Exercise instructions: Below are the records; print them all without any alteration.

Extracted records:
###

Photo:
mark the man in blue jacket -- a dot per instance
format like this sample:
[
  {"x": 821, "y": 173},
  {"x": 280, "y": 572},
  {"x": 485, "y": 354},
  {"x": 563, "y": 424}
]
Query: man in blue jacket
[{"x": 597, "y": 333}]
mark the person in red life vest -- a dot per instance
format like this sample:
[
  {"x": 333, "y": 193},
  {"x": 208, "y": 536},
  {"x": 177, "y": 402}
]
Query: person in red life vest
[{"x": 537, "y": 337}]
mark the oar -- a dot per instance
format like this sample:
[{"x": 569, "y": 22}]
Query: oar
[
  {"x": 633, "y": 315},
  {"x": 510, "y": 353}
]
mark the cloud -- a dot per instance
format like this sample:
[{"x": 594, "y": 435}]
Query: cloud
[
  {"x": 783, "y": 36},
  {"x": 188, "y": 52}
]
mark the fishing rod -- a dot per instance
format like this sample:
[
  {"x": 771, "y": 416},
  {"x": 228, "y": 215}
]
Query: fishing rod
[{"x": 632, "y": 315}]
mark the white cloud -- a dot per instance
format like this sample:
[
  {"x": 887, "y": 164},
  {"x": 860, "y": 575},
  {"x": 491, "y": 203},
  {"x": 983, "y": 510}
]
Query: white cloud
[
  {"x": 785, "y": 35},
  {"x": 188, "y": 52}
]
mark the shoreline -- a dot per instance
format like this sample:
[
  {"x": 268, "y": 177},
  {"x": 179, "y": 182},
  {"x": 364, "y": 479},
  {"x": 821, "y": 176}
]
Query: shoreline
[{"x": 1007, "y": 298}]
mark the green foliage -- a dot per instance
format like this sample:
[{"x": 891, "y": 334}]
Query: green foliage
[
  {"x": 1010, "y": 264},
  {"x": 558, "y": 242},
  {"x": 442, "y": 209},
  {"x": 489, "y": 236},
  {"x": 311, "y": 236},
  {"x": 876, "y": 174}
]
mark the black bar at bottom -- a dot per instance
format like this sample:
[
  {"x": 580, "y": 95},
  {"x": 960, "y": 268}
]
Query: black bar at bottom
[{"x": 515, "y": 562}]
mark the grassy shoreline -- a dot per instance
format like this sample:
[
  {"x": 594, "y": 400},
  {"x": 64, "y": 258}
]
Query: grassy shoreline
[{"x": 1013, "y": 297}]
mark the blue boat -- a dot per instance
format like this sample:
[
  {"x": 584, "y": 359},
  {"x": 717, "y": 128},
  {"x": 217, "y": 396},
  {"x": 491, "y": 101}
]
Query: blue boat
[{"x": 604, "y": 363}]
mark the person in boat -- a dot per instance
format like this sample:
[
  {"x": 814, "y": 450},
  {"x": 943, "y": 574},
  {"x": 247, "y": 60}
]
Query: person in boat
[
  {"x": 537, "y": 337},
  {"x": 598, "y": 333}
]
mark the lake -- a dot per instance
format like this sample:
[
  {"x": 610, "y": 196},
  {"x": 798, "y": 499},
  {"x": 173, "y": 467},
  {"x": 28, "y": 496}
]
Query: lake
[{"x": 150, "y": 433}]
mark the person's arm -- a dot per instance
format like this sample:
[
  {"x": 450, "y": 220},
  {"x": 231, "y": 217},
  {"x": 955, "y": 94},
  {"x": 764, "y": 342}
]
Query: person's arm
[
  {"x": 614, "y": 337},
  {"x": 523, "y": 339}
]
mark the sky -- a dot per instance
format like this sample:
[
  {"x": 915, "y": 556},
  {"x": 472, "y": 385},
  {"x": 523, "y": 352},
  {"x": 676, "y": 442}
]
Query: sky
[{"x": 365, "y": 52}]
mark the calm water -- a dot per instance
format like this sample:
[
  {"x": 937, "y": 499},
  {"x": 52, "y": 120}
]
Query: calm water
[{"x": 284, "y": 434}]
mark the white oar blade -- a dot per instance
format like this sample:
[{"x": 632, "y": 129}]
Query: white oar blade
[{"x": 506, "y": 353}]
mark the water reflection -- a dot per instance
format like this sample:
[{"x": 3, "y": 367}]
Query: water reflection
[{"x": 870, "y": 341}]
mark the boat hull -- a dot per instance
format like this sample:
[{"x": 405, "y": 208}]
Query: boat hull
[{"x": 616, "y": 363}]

###

Result of the exercise:
Photo:
mark the man in blue jacket -- a dot per instance
format like this sample:
[
  {"x": 821, "y": 173},
  {"x": 280, "y": 572},
  {"x": 485, "y": 354},
  {"x": 563, "y": 424}
]
Query: man in blue jacket
[{"x": 597, "y": 333}]
mark the person in red life vest -- a dot per instance
format like this sample:
[
  {"x": 333, "y": 193},
  {"x": 208, "y": 536},
  {"x": 177, "y": 402}
]
Query: person in red life vest
[{"x": 537, "y": 337}]
mark the oar -- a dot per instance
format like this sample:
[{"x": 569, "y": 22}]
Query: oar
[
  {"x": 633, "y": 315},
  {"x": 510, "y": 353}
]
mark the cloud -- a dot per instance
format like this sample:
[{"x": 594, "y": 435}]
Query: cloud
[
  {"x": 783, "y": 36},
  {"x": 188, "y": 52}
]
mark the fishing rod -- a dot per instance
format like this sample:
[
  {"x": 771, "y": 416},
  {"x": 228, "y": 215}
]
Query: fishing rod
[{"x": 632, "y": 315}]
mark the white cloud -- a dot per instance
format like this sample:
[
  {"x": 887, "y": 164},
  {"x": 860, "y": 575},
  {"x": 491, "y": 203},
  {"x": 983, "y": 510}
]
Query: white cloud
[
  {"x": 785, "y": 35},
  {"x": 188, "y": 52}
]
mark the shoreline -- a dot per instance
format like this sample:
[
  {"x": 268, "y": 177},
  {"x": 179, "y": 182},
  {"x": 364, "y": 479},
  {"x": 821, "y": 176}
]
Query: shoreline
[{"x": 1007, "y": 298}]
mark the green foliage -- a dot per instance
format like this sample:
[{"x": 891, "y": 334}]
Query: green foliage
[
  {"x": 1010, "y": 264},
  {"x": 558, "y": 242},
  {"x": 442, "y": 209},
  {"x": 489, "y": 236},
  {"x": 311, "y": 236},
  {"x": 876, "y": 174}
]
mark the black bar at bottom -- a dot per instance
format like this sample:
[
  {"x": 580, "y": 95},
  {"x": 960, "y": 268}
]
Query: black bar at bottom
[{"x": 515, "y": 562}]
mark the grassy shoreline -- a dot per instance
format like this sample:
[
  {"x": 594, "y": 400},
  {"x": 64, "y": 258}
]
Query: grassy shoreline
[{"x": 1013, "y": 297}]
mark the blue boat -- a dot per instance
format like this sample:
[
  {"x": 584, "y": 359},
  {"x": 717, "y": 128},
  {"x": 217, "y": 396},
  {"x": 491, "y": 101}
]
Query: blue boat
[{"x": 604, "y": 363}]
mark the person in boat -- a dot per instance
format like this sample:
[
  {"x": 814, "y": 450},
  {"x": 943, "y": 574},
  {"x": 247, "y": 60}
]
Query: person in boat
[
  {"x": 537, "y": 337},
  {"x": 598, "y": 333}
]
mark the lake -- a dot per instance
format like this sample:
[
  {"x": 610, "y": 196},
  {"x": 798, "y": 499},
  {"x": 173, "y": 467},
  {"x": 28, "y": 496}
]
Query: lake
[{"x": 150, "y": 433}]
mark the person's arm -- a dot per instance
format like this sample:
[
  {"x": 450, "y": 220},
  {"x": 231, "y": 217},
  {"x": 955, "y": 94},
  {"x": 764, "y": 342}
]
Query: person's arm
[
  {"x": 614, "y": 337},
  {"x": 523, "y": 339}
]
mark the sky -- a dot per instance
format like this sample:
[
  {"x": 915, "y": 556},
  {"x": 472, "y": 385},
  {"x": 523, "y": 352},
  {"x": 676, "y": 442}
]
Query: sky
[{"x": 365, "y": 52}]
mark the calm water -- a dot per instance
format like this sample:
[
  {"x": 937, "y": 499},
  {"x": 52, "y": 120}
]
Query: calm water
[{"x": 284, "y": 434}]
mark the white oar blade -- a dot per instance
format like this sample:
[{"x": 632, "y": 129}]
Query: white oar blade
[{"x": 506, "y": 353}]
mark the water reflection -- a dot per instance
format like this sample:
[{"x": 3, "y": 367}]
Query: water reflection
[{"x": 870, "y": 341}]
mark the boat hull -- a dot per instance
format like this sample:
[{"x": 405, "y": 208}]
Query: boat hull
[{"x": 616, "y": 363}]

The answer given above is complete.